━━━ Excerpt ━━━

I do suffer sometimes. Like today, my mouth really hurts and the pain meds aren't cutting it. If I sit quietly, it's just a dull roar to me; if I move about, it seems so much more concentrated. The problem with sitting quietly is that I tend to think loudly at those times--and I do wonder if I've punched the cosmic payback machine for triple time with this cancer. I cannot speak or eat, two functions that are so taken for granted as to be wallpaper in our lives.

There is surprisingly very little thought given in doctor's offices to dealing with patients who can't speak. Even nurses who deal with me on a constant basis will tell me to call the office for A, B or C, ask if they can call me to discuss a test result. Try getting them to email or text--oh hell no. Those activities might compromise my privacy and lead to a lawsuit, though the last I heard of it, dragnetting cell phone calls seems to be just as easy for anyone who truly wants to know my last postassium level reading. I'm sure the NSA is not wringing its hands over the possibility that I might read my next appointment time--they've already logged it from the reminder phone call. The verbiage and bits would simply duplicate and clog an already burdened system.

On a sunny, beautiful day like today I wonder if I'm the sun or the snow it's bouncing from--if I'm the shade that protects or the eye that gets the glare full on. I conclude too easily that that I'm the latter in each example--and without any proof that I'm stuck in the payback machine that was magically produced from a dissolute life.

I do bad things but I don't undo them. I relive them. I find them in the middle of a dream I'm having where underwear models find me irrestible. That frog I killed for funsies when I was kid is still floating by me in the creek--and I still feel the moment I killed it and knew that was truly a wastrel horrible thing to do. There are things I consider worse, and too personal to confess, but trust that none of that has left me. These are the quarters with which righteousness is pulling the lever on the one-armed bandit that is dedicated to making me suffer for my awfulness. Today is simply a three cherry day in the casino.

━━━ Dataset ━━━

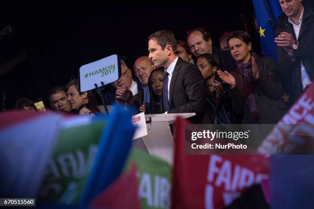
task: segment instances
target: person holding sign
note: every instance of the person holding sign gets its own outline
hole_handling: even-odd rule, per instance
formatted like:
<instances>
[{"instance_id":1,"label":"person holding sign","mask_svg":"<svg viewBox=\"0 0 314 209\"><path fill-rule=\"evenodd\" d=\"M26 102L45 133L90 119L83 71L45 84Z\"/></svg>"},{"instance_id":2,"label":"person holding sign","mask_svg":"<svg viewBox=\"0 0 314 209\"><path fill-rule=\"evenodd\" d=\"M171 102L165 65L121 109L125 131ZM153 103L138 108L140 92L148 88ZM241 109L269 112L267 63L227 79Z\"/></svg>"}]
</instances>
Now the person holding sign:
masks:
<instances>
[{"instance_id":1,"label":"person holding sign","mask_svg":"<svg viewBox=\"0 0 314 209\"><path fill-rule=\"evenodd\" d=\"M80 107L88 103L90 92L81 92L78 89L78 80L71 80L66 85L68 100L71 105L72 112L78 112Z\"/></svg>"},{"instance_id":2,"label":"person holding sign","mask_svg":"<svg viewBox=\"0 0 314 209\"><path fill-rule=\"evenodd\" d=\"M238 68L231 73L218 71L218 74L232 89L232 109L243 114L243 123L277 123L287 107L280 99L281 83L274 61L258 57L244 31L232 32L227 41Z\"/></svg>"},{"instance_id":3,"label":"person holding sign","mask_svg":"<svg viewBox=\"0 0 314 209\"><path fill-rule=\"evenodd\" d=\"M123 60L121 60L121 76L111 84L116 89L116 102L124 104L129 103L133 95L138 92L138 83L132 78L131 69Z\"/></svg>"}]
</instances>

━━━

Questions on the material ->
1: In the excerpt about living with cancer, which two functions does the writer say they can no longer perform?
2: Transcribe everything in the excerpt about living with cancer from "There is surprisingly" down to "already burdened system.".
These records have nothing to do with the text.

Answers by item number ->
1: Speaking and eating.

2:
There is surprisingly very little thought given in doctor's offices to dealing with patients who can't speak. Even nurses who deal with me on a constant basis will tell me to call the office for A, B or C, ask if they can call me to discuss a test result. Try getting them to email or text--oh hell no. Those activities might compromise my privacy and lead to a lawsuit, though the last I heard of it, dragnetting cell phone calls seems to be just as easy for anyone who truly wants to know my last postassium level reading. I'm sure the NSA is not wringing its hands over the possibility that I might read my next appointment time--they've already logged it from the reminder phone call. The verbiage and bits would simply duplicate and clog an already burdened system.